It is easy to think that freedom should have removed any shadow of a noose over them all. But for many, including Harold, the stress and bad memories would be hard to erase. At least he was able to go back to his sister’s home in Eccles Street where they stayed for a few years.

Marriage, Family and Later Life

After that, there is a gap in the details of Paddy’s life until 1939. On 25 January that year he married Clarewoman Mary Ahern in her native Clarecastle. His address was Tullig, Coachford, Co Cork, occupation Clerk.

Early the following year twins Noreen and Michael (RIP) were born in Clarecastle. The family then settled on the south side of Cork City where he worked at the port for the Harbour Board. Karen’s grandaunt Madge said her brother Paddy was with Customs. He is shown in uniform and street clothes below.

Paddy in later life

On 12 July 1972 Patrick Harold aged 77 passed away at 18 Nicholas Street in the Ballintemple area of “da real capital”. He was married, occupation Ship Inspector, like Specky Griffin.

Patrick’s family death notices in Cork and Dublin newspapers mentioned his service with “3rd Dublin Brigade, Old IRA” (a small error, but the respect was genuinely well-meant).

South Chapel, Cork – the city’s oldest used church (images from southparishistoricalsociety & buildingsofireland)

Paddy’s funeral mass was held in St Finbarr’s (South) Church in Cork City and he was buried back in his home locality at Donoughmore Old Cemetery, Stuake.

Resting place of Paddy Harold
(via Helen Keeley Healy)

The handsome weathered Celtic cross for Custom House Fireman Patrick Harold proudly shows his membership of Dublin Brigade. Sadly it’s no longer easily legible but a transcription was thankfully made by the author of a local history book (credit at end):

In Loving Memory of my dear husband Patrick Harold who died 12 July 1972 – Late 2nd Batt., Dublin Old I.R.A.

In one way that inscription stands out among all the headstones in the two local graveyards either side of St. Lachteen’s Church.

Old IRA plot and Memorial at Stuake/Donoughmore Cross (irishwarmemorials.ie)

The other Old IRA Volunteers buried there were from local units, killed in Co Cork during the Tan and Civil Wars. They are commemorated within a Republican plot in the New Cemetery and on a roadside memorial. Paddy Harold is buried in a family plot in the Old Cemetery nearby with no visible note of his service, or annual commemoration.

Karen Schell says: “There is some family talk that [Paddy’s wife Mary] was the one that pulled him away from the Cause. However, I suspect it lost his full support some time before [1939, when they married]. Letters from the period seem to paint him as withdrawn after he returned to Tullig More….. I believe he never applied for his pension and didn’t talk about his service with direct family.” So true of many of his contemporaries who quietly did their service for Ireland and tried to resume a normal life afterwards.

☆ ☆ ☆ ☆ ☆

_WORK ORDER 1_:
From the passage on Paddy Harold, return the words from "After that, there" up to and including "like Specky Griffin.".
_WORK ORDER 2_:
Answer these questions from the passage on Paddy Harold:
(a) Whom did Paddy marry on 25 January 1939?
(b) In which church was his funeral mass held?
(c) What occupation is recorded for him at his death in 1972?

_DATASET EXTRACT_:
☆ ☆ ☆ ☆ ☆

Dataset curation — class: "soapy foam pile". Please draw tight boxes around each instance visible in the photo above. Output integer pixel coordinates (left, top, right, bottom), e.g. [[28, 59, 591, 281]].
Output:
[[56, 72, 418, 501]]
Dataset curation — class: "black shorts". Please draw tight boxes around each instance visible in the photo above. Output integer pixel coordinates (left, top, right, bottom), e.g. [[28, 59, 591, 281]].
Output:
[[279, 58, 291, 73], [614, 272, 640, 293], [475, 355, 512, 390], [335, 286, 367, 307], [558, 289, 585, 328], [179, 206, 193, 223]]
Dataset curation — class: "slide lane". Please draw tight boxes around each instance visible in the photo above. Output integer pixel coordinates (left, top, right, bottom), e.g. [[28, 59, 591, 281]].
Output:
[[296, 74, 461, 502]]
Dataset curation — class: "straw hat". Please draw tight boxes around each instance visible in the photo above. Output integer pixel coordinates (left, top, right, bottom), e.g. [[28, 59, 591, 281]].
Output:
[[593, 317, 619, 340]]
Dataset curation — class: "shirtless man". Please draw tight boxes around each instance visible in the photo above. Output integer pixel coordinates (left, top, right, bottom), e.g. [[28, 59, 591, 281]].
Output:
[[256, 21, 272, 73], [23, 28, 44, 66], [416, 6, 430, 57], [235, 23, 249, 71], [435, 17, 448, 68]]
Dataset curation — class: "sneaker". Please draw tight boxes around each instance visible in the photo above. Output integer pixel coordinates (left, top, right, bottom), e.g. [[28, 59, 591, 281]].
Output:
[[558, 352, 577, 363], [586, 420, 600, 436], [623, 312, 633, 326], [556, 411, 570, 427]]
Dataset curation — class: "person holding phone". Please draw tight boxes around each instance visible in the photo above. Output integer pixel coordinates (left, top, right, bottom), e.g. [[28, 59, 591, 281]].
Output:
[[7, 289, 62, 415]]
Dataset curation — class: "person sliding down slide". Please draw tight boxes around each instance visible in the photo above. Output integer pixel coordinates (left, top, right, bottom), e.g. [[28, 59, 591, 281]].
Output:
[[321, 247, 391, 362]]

☆ ☆ ☆ ☆ ☆

_REPLY 1_:
After that, there is a gap in the details of Paddy’s life until 1939. On 25 January that year he married Clarewoman Mary Ahern in her native Clarecastle. His address was Tullig, Coachford, Co Cork, occupation Clerk.

Early the following year twins Noreen and Michael (RIP) were born in Clarecastle. The family then settled on the south side of Cork City where he worked at the port for the Harbour Board. Karen’s grandaunt Madge said her brother Paddy was with Customs. He is shown in uniform and street clothes below.

Paddy in later life

On 12 July 1972 Patrick Harold aged 77 passed away at 18 Nicholas Street in the Ballintemple area of “da real capital”. He was married, occupation Ship Inspector, like Specky Griffin.

_REPLY 2_:
(a) Mary Ahern, a Clarewoman
(b) St Finbarr's (South) Church in Cork City
(c) Ship Inspector